◆ **Input material**
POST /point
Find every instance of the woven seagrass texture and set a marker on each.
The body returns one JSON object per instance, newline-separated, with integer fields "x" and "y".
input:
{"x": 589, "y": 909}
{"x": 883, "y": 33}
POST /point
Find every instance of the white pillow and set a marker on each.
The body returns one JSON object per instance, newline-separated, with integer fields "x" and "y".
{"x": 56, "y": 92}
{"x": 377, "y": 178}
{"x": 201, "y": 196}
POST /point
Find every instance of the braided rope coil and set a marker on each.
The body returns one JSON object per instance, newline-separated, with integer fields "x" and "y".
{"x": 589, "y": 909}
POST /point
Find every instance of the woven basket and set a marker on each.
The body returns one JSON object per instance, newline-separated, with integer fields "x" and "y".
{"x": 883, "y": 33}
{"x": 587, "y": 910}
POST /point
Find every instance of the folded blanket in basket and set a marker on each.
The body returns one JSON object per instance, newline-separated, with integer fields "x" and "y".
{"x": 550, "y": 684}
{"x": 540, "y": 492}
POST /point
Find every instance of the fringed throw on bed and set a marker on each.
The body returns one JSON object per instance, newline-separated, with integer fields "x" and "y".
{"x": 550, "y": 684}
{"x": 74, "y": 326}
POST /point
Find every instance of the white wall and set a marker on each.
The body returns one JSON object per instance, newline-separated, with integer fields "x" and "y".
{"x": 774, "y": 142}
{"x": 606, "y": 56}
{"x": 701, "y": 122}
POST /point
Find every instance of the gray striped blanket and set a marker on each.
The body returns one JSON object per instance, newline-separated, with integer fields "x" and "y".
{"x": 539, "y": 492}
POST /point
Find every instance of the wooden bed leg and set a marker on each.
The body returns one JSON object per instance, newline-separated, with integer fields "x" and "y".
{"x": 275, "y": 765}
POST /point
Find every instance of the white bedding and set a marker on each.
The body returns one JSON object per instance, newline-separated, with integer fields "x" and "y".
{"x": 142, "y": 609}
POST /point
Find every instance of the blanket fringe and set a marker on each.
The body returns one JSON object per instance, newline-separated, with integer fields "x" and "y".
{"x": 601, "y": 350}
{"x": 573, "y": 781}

◆ **Written instruction**
Copy every record above exactly as it appears.

◆ **Task result**
POST /point
Find every instance of the woven seagrass texture and set a marker on each.
The body returns one JSON object per instance, newline-separated, with integer fields "x" and "y".
input:
{"x": 589, "y": 909}
{"x": 883, "y": 33}
POST /point
Find every instance of the white pillow and set a marker on each.
The body returns one JSON object per instance, newline-separated, with integer fields "x" and "y".
{"x": 56, "y": 92}
{"x": 377, "y": 178}
{"x": 201, "y": 196}
POST /point
Find every instance of the braided rope coil and set a marker on each.
The body returns one JSON object per instance, newline-separated, with integer fields "x" and "y".
{"x": 589, "y": 909}
POST /point
Find every instance of the woven basket and set a marker on each.
The body returns one JSON object per instance, newline-separated, with integer fields "x" and "y".
{"x": 883, "y": 33}
{"x": 587, "y": 910}
POST /point
Find every instance of the folded blanket in basket and set a marker on each.
The body returns one JSON object per instance, newline-separated, with integer fields "x" and "y".
{"x": 550, "y": 684}
{"x": 540, "y": 492}
POST /point
Find every instance of the fringed throw on bed and set a marker on each.
The body returns one JSON object per instance, newline-separated, with integer fields "x" and "y".
{"x": 550, "y": 684}
{"x": 74, "y": 326}
POST /point
Find every instance of the white wall and set a marker on each.
The body returns one JSON object per instance, newline-separated, with integer fields "x" and "y".
{"x": 774, "y": 142}
{"x": 606, "y": 56}
{"x": 701, "y": 122}
POST /point
Find every instance of the gray striped blanket and set a marker on each.
The body returns one JSON object per instance, newline-separated, with integer fields "x" and "y".
{"x": 539, "y": 492}
POST /point
Find every instance of the wooden bed leg and set a marker on each.
The body returns one JSON object per instance, newline-separated, with integer fields "x" and "y".
{"x": 275, "y": 765}
POST /point
Find every instance of the white bedding and set a marker on each.
The body returns one JSON object per instance, newline-separated, with integer fields "x" and "y".
{"x": 142, "y": 609}
POST /point
Find every instance of the blanket fringe and set a marker on each.
The body returns one JSON object per instance, newline-separated, with integer fields "x" and "y".
{"x": 601, "y": 350}
{"x": 573, "y": 781}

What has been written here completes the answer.